リングで大の字になったまま動かないスタン・ハンセン。プロレスファンにはあまりにも有名な「ハンセン失神事件」だ。
 
 今から33年前の昭和63年(1988年)3月5日、秋田市立体育館でその事件は起こった。テリー・ゴディと組み、天龍源一郎&阿修羅原の「龍原砲」と対戦したハンセンは、龍原砲のサンドイッチラリアートからのサンドイッチ延髄斬りを食らいダウン。蹴った天龍が右足の甲を押さえて痛がるほど、強烈な蹴りがハンセンの左顔面にさく裂したのだ。

 意識が飛んだハンセンは、寝たままの状態で動かなくなってしまった。原のストンピングにも反応はなく、フォールにいくとそれはゴディがカット。ハンセンの異変に気づいたゴディは原、天龍を場外へ放り、天龍と乱闘を展開した。

 1分近く失神していたハンセンは、覚醒すると怒髪天の形相で場外にいた天龍に向かい、リング内からダイブした。巨体のハンセンがなんとトペスイシーダばりに飛びついた。

作業の指示:
A - 抜粋で「今から33年前の」から始まる段落を、主な事実を落とさずに箇条書きへ書き直してください。
B - 抜粋の「今から33年前の昭和63年(1988年)」から「スイシーダばりに飛びついた。」までを、両端の語句も含めて一字も変えずに書き写してください。
この抜粋に書かれている内容だけを根拠にしてください。

表示データ:
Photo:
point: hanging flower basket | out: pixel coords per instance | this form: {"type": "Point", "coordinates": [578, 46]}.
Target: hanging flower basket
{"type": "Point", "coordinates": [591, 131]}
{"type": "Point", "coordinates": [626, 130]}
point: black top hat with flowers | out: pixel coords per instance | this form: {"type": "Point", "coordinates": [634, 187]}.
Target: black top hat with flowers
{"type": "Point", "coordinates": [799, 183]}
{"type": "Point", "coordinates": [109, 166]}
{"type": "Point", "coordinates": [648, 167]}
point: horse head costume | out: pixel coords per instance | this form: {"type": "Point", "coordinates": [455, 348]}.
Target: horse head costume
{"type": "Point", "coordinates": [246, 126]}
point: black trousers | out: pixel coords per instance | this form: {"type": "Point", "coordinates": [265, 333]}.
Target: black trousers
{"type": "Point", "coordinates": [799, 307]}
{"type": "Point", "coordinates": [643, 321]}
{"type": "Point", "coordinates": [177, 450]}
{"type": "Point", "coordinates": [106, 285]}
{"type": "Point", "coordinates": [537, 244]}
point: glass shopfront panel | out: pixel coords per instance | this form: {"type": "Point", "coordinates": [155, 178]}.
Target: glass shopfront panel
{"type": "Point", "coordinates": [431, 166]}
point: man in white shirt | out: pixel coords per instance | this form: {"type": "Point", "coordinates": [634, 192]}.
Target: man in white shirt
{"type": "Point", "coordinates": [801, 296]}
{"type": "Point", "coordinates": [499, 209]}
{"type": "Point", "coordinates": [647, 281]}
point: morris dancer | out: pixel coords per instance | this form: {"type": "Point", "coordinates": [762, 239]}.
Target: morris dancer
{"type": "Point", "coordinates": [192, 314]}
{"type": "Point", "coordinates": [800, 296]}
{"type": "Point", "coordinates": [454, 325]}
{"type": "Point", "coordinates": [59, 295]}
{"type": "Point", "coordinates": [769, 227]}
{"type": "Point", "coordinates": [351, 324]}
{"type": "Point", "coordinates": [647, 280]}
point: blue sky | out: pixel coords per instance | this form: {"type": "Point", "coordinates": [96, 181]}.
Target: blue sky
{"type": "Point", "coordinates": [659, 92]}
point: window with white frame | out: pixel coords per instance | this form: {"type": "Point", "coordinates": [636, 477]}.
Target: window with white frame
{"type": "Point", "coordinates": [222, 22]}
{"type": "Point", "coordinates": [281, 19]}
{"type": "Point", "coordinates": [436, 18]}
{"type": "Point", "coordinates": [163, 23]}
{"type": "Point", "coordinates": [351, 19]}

回答:
A -
- 昭和63年(1988年)3月5日、秋田市立体育館で事件が起きた。
- ハンセンはテリー・ゴディと組み、天龍源一郎&阿修羅原の「龍原砲」と対戦した。
- ハンセンは龍原砲のサンドイッチラリアートからサンドイッチ延髄斬りを受けてダウンした。
- 天龍の蹴りはハンセンの左顔面に当たった。蹴った天龍が右足の甲を押さえて痛がるほど強烈だった。

B -
今から33年前の昭和63年(1988年)3月5日、秋田市立体育館でその事件は起こった。テリー・ゴディと組み、天龍源一郎&阿修羅原の「龍原砲」と対戦したハンセンは、龍原砲のサンドイッチラリアートからのサンドイッチ延髄斬りを食らいダウン。蹴った天龍が右足の甲を押さえて痛がるほど、強烈な蹴りがハンセンの左顔面にさく裂したのだ。

 意識が飛んだハンセンは、寝たままの状態で動かなくなってしまった。原のストンピングにも反応はなく、フォールにいくとそれはゴディがカット。ハンセンの異変に気づいたゴディは原、天龍を場外へ放り、天龍と乱闘を展開した。

 1分近く失神していたハンセンは、覚醒すると怒髪天の形相で場外にいた天龍に向かい、リング内からダイブした。巨体のハンセンがなんとトペスイシーダばりに飛びついた。